**THE REQUEST**
Rewrite the records below as a Markdown table with the columns "Row" and "Line": give each nonblank line its own row and number the rows in order. Leave the pictures out of the answer.

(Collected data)
= = = = =
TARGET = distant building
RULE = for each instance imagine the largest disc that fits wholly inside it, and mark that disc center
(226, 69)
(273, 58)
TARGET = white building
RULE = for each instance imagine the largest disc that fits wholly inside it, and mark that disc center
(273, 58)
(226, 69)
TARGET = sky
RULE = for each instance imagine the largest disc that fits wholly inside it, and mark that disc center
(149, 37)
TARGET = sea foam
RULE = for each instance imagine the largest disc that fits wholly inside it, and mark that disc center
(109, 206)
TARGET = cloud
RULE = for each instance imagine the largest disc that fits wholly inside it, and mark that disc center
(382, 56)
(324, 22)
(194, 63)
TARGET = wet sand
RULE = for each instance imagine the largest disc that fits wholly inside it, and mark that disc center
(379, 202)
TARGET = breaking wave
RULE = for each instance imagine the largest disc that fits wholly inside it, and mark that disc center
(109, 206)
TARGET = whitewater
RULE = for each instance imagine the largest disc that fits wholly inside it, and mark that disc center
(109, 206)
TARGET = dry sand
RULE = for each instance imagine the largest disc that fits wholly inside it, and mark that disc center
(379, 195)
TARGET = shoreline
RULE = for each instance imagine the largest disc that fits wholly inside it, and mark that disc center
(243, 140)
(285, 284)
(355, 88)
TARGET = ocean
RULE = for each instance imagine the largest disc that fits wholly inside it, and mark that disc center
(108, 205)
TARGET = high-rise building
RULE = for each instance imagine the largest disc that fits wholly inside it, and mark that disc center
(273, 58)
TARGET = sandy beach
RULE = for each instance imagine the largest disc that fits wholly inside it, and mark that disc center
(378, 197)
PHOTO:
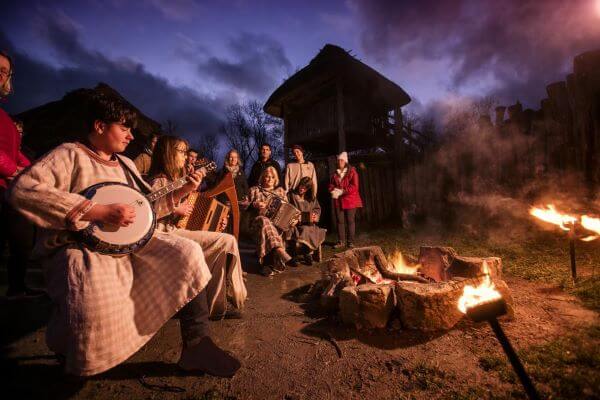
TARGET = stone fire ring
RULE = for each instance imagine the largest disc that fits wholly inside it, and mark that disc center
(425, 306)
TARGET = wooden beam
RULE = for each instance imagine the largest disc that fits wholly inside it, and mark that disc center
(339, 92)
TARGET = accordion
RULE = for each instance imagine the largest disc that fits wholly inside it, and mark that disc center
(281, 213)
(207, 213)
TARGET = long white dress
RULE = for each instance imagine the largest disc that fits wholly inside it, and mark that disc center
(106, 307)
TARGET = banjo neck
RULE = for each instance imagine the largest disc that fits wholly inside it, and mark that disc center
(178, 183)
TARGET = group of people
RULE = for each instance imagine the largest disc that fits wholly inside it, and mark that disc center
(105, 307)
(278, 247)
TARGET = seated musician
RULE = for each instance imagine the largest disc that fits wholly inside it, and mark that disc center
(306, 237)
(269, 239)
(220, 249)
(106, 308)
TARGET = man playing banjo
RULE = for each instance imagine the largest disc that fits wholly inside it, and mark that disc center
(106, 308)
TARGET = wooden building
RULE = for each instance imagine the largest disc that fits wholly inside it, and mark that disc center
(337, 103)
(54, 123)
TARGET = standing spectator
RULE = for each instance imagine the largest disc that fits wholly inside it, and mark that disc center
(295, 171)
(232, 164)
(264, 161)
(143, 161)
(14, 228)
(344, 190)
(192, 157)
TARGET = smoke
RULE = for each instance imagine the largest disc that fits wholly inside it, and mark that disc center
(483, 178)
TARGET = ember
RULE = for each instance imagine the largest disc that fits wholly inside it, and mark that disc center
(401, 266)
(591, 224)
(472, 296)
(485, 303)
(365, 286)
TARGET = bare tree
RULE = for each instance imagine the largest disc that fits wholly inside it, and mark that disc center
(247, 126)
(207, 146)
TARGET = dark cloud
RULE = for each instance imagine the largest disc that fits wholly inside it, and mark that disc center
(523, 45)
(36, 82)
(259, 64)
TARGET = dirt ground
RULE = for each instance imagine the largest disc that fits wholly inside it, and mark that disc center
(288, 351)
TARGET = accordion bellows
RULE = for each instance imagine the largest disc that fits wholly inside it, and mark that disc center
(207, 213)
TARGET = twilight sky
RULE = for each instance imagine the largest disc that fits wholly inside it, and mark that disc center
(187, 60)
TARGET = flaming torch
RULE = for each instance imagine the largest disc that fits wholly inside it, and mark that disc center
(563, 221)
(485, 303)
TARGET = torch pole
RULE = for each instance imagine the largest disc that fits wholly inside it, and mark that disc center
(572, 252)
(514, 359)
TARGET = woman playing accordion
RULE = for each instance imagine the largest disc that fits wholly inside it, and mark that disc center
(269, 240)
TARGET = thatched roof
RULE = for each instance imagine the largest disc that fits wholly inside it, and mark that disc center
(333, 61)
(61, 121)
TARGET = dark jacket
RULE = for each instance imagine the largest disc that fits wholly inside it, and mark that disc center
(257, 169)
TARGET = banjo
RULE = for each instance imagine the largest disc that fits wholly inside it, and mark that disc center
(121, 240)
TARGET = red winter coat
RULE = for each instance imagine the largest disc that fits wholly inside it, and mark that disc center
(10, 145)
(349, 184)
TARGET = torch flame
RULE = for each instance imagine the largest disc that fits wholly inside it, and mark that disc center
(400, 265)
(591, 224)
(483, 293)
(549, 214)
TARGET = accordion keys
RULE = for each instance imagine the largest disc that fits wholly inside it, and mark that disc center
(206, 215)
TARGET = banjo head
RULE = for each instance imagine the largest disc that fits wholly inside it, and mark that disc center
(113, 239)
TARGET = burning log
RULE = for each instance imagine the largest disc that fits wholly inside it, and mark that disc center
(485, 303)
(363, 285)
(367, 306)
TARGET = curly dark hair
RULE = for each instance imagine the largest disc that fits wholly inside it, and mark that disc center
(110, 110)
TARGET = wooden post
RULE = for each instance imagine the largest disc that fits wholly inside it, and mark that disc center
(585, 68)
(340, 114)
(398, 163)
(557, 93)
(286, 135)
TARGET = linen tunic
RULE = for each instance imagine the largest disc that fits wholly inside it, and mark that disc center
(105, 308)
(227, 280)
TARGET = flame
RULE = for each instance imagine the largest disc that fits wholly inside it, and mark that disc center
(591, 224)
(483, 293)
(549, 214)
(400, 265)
= = = = =
**FINISHED EXERCISE**
| Row | Line |
|---|---|
| 1 | TARGET = distant building |
| 2 | RULE = for each instance imagine the largest disc that fits wholly inside it, and mark that disc center |
| 3 | (226, 69) |
| 4 | (273, 58) |
| 5 | TARGET = white building |
| 6 | RULE = for each instance imagine the largest disc that fits wholly inside it, and mark that disc center |
| 7 | (273, 58) |
| 8 | (226, 69) |
| 9 | TARGET = sky |
| 10 | RULE = for each instance imagine the largest disc that fits wholly inside it, and mark that disc center |
| 11 | (149, 37) |
| 12 | TARGET = sea foam |
| 13 | RULE = for each instance imagine the largest disc that fits wholly inside it, and mark that disc center |
| 14 | (109, 206) |
| 15 | TARGET = cloud |
| 16 | RULE = for each instance imagine the largest disc that fits wholly inside it, and mark that disc center |
| 17 | (382, 56) |
| 18 | (324, 22) |
| 19 | (194, 63) |
| 20 | TARGET = wet sand |
| 21 | RULE = for each instance imagine the largest disc that fits wholly inside it, and mark that disc center |
| 22 | (379, 202) |
| 23 | TARGET = breaking wave |
| 24 | RULE = for each instance imagine the largest disc that fits wholly inside it, and mark that disc center |
| 25 | (109, 206) |
| 26 | TARGET = whitewater |
| 27 | RULE = for each instance imagine the largest disc that fits wholly inside it, and mark that disc center |
| 28 | (109, 206) |
| 29 | TARGET = dry sand |
| 30 | RULE = for each instance imagine the largest disc that fits wholly inside it, and mark that disc center |
| 31 | (379, 195) |
| 32 | TARGET = shoreline |
| 33 | RULE = for each instance imagine the largest disc that fits wholly inside it, and mark that disc center |
| 34 | (243, 140) |
| 35 | (285, 284) |
| 36 | (355, 88) |
| 37 | TARGET = ocean |
| 38 | RULE = for each instance imagine the largest disc that fits wholly inside it, and mark that disc center |
| 39 | (108, 205) |
| 40 | TARGET = high-rise building |
| 41 | RULE = for each instance imagine the largest disc that fits wholly inside it, and mark that disc center |
| 42 | (273, 58) |
| 43 | TARGET = sandy beach |
| 44 | RULE = for each instance imagine the largest disc that fits wholly inside it, and mark that disc center |
| 45 | (378, 197) |
| 46 | PHOTO: |
| 47 | TARGET = stone fire ring |
| 48 | RULE = for each instance imagine the largest disc that fits wholly inside it, and mark that disc center |
| 49 | (425, 306) |
| 50 | TARGET = wooden beam |
| 51 | RULE = for each instance imagine the largest disc that fits wholly inside it, and mark that disc center |
| 52 | (339, 92) |
| 53 | TARGET = accordion |
| 54 | RULE = for each instance imagine the largest disc that fits wholly inside it, and mark that disc center |
| 55 | (281, 213) |
| 56 | (207, 213) |
| 57 | TARGET = long white dress |
| 58 | RULE = for each instance imagine the largest disc that fits wholly inside it, and mark that disc center |
| 59 | (106, 307) |
| 60 | TARGET = banjo neck |
| 61 | RULE = for each instance imagine the largest disc that fits wholly inside it, and mark that disc center |
| 62 | (178, 183) |
| 63 | TARGET = group of people |
| 64 | RULE = for each instance imagine the largest disc that fits wholly inside it, and mark that disc center |
| 65 | (105, 307) |
| 66 | (278, 247) |
| 67 | TARGET = seated musician |
| 68 | RULE = for each instance imagine the largest disc that fits wholly inside it, and mark that disc center |
| 69 | (306, 237) |
| 70 | (269, 239) |
| 71 | (220, 249) |
| 72 | (106, 308) |
| 73 | TARGET = man playing banjo |
| 74 | RULE = for each instance imagine the largest disc that fits wholly inside it, and mark that disc center |
| 75 | (106, 308) |
| 76 | TARGET = wooden building |
| 77 | RULE = for each instance imagine the largest disc that fits wholly inside it, and mark that disc center |
| 78 | (337, 103) |
| 79 | (54, 123) |
| 80 | TARGET = standing spectator |
| 81 | RULE = for each instance imagine the largest disc that fits wholly inside it, and mark that disc center |
| 82 | (295, 171) |
| 83 | (232, 164) |
| 84 | (264, 161) |
| 85 | (143, 161) |
| 86 | (14, 228) |
| 87 | (344, 190) |
| 88 | (192, 157) |
| 89 | TARGET = smoke |
| 90 | RULE = for each instance imagine the largest disc that fits wholly inside it, and mark that disc center |
| 91 | (483, 178) |
| 92 | TARGET = ember |
| 93 | RULE = for each instance imagine the largest disc that fits wholly inside it, and mark that disc center |
| 94 | (401, 266) |
| 95 | (591, 224) |
| 96 | (472, 296) |
| 97 | (485, 303) |
| 98 | (365, 286) |
| 99 | TARGET = bare tree |
| 100 | RULE = for each instance imagine the largest disc that fits wholly inside it, and mark that disc center |
| 101 | (247, 126) |
| 102 | (207, 146) |
| 103 | TARGET = dark cloud |
| 104 | RULE = for each instance imagine the largest disc that fits wholly inside it, and mark that disc center |
| 105 | (523, 45) |
| 106 | (36, 82) |
| 107 | (259, 64) |
| 108 | TARGET = dirt ground |
| 109 | RULE = for each instance imagine the largest disc that fits wholly inside it, and mark that disc center |
| 110 | (288, 351) |
| 111 | TARGET = accordion bellows |
| 112 | RULE = for each instance imagine the largest disc that fits wholly inside it, and mark that disc center |
| 113 | (207, 213) |
| 114 | TARGET = twilight sky |
| 115 | RULE = for each instance imagine the largest disc that fits wholly inside it, and mark that disc center |
| 116 | (187, 60) |
| 117 | TARGET = flaming torch |
| 118 | RULE = for each instance imagine the largest disc that fits wholly inside it, and mark that disc center |
| 119 | (563, 221) |
| 120 | (485, 303) |
| 121 | TARGET = torch pole |
| 122 | RULE = for each instance imagine the largest disc that fits wholly inside it, and mark that disc center |
| 123 | (572, 252) |
| 124 | (514, 359) |
| 125 | TARGET = woman playing accordion |
| 126 | RULE = for each instance imagine the largest disc that fits wholly inside it, and mark that disc center |
| 127 | (269, 240) |
| 128 | TARGET = thatched roof |
| 129 | RULE = for each instance imagine the largest disc that fits wholly inside it, and mark that disc center |
| 130 | (333, 61) |
| 131 | (61, 121) |
| 132 | TARGET = dark jacket |
| 133 | RULE = for each instance imagine the largest disc that fits wholly inside it, and mark that disc center |
| 134 | (257, 169) |
| 135 | TARGET = banjo |
| 136 | RULE = for each instance imagine the largest disc that fits wholly inside it, and mark that disc center |
| 137 | (121, 240) |
| 138 | TARGET = red winter coat |
| 139 | RULE = for each instance imagine the largest disc that fits wholly inside it, and mark that disc center |
| 140 | (10, 145) |
| 141 | (349, 184) |
| 142 | TARGET = torch flame |
| 143 | RULE = for each instance imagine the largest disc that fits wholly inside it, and mark that disc center |
| 144 | (400, 265) |
| 145 | (591, 224) |
| 146 | (483, 293) |
| 147 | (549, 214) |
| 148 | TARGET = accordion keys |
| 149 | RULE = for each instance imagine the largest disc that fits wholly inside it, and mark that disc center |
| 150 | (206, 215) |
| 151 | TARGET = banjo head |
| 152 | RULE = for each instance imagine the largest disc that fits wholly inside it, and mark that disc center |
| 153 | (113, 239) |
| 154 | TARGET = burning log |
| 155 | RULE = for each instance imagine the largest disc that fits wholly inside it, and mark that disc center |
| 156 | (485, 303) |
| 157 | (363, 285) |
| 158 | (367, 306) |
| 159 | TARGET = curly dark hair |
| 160 | RULE = for each instance imagine the largest disc that fits wholly inside it, and mark that disc center |
| 161 | (110, 110) |
| 162 | TARGET = wooden post |
| 163 | RULE = for each instance imagine the largest disc that fits wholly inside it, and mark that disc center |
| 164 | (585, 68) |
| 165 | (340, 114) |
| 166 | (398, 163) |
| 167 | (557, 93) |
| 168 | (286, 135) |
| 169 | TARGET = linen tunic |
| 170 | RULE = for each instance imagine the largest disc that fits wholly inside it, and mark that disc center |
| 171 | (105, 308) |
| 172 | (227, 280) |
| 173 | TARGET = flame |
| 174 | RULE = for each instance imagine the largest disc that fits wholly inside it, and mark that disc center |
| 175 | (591, 224) |
| 176 | (483, 293) |
| 177 | (549, 214) |
| 178 | (400, 265) |